**WHAT YOU HAVE TO DO**
Copy every line of the records, not only the answers, from the line containing "One dot marks each instance of the fallen" through the line containing "117), (100, 134)]", adding 77 to each x and y coordinate in the answers. Leave out all other lines.

**RECORDS**
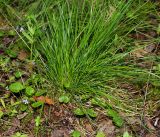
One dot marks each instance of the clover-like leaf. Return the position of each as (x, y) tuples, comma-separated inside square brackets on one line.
[(91, 113), (16, 87), (76, 133), (29, 91), (64, 99), (79, 112), (37, 104), (100, 134)]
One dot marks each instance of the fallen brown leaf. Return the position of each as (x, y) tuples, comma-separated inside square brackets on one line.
[(22, 55), (44, 99)]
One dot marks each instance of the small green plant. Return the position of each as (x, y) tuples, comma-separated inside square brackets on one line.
[(126, 134), (64, 99), (29, 91), (37, 104), (16, 87), (18, 134), (115, 117), (100, 134)]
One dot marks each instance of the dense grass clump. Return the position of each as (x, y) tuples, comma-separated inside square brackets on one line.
[(83, 46)]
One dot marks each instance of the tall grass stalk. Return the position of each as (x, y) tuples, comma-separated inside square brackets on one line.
[(83, 45)]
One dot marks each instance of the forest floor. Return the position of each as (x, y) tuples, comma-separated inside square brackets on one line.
[(20, 116)]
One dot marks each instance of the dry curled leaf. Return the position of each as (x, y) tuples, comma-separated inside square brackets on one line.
[(44, 99)]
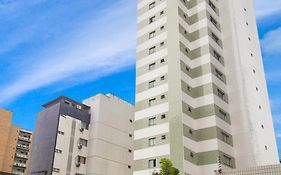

**EXPECTED ANSWER**
One dot marks each instance of the fallen brown leaf. Return the position of each as (x, y) tuples, comma-separated inside square brackets on one line.
[(99, 132), (121, 176)]
One dot marks each instance of the small green plant. Return the position of each as (x, y) tuples, comma-separated inside square brackets on one line.
[(203, 211), (141, 176), (106, 168), (114, 181), (93, 164), (95, 211), (192, 194), (177, 211)]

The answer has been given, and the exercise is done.